> PAGE TEXT
BEGIN

Experimental study of fire resistance of suspended ceiling made with application of gypsum non-combustible boards
DOI:
https://doi.org/10.33408/2519-237X.2023.7-1.13Keywords:
fire resistance, fire protection, fire tests, fire-resistant suspended ceiling, standard fire, gypsum board, temperature-time dependence, destructionAbstract
Purpose. To develop a typical sample of a fragment for full-scale tests with fire from below (from the side of the room) based on the analysis of technical solutions used for the installation of fire-resistant suspended ceilings using gypsum boards. To carry out fire tests and determine the fire resistance of the experimental sample, to obtain temperature-time dependences for local points of the tested fragment, which are most susceptible to destruction and deformation as a result of heating.
Methods. The analysis of the results of existing research and methods to achieve research goals. The development of a type sample for testing in accordance with the requirements of STB EN 1363-1-2009, STB EN 1364-2-2009. The development of a methodology for determining the temperature-time dependences during heating for local points of a sample of a fire-resistant suspended ceiling. Experimental fire research.

END

> SHORT PROBLEM
Extract the passage of the suspended-ceiling fire-resistance abstract running from "Methods. The analysis" up to and including "Experimental fire research.".

> DATA SHOWN
BEGIN

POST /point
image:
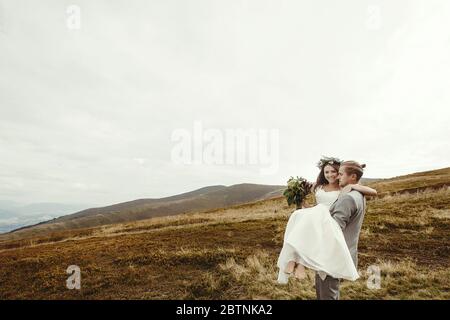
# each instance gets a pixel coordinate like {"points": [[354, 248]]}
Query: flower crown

END

> TASK RESULT
Methods. The analysis of the results of existing research and methods to achieve research goals. The development of a type sample for testing in accordance with the requirements of STB EN 1363-1-2009, STB EN 1364-2-2009. The development of a methodology for determining the temperature-time dependences during heating for local points of a sample of a fire-resistant suspended ceiling. Experimental fire research.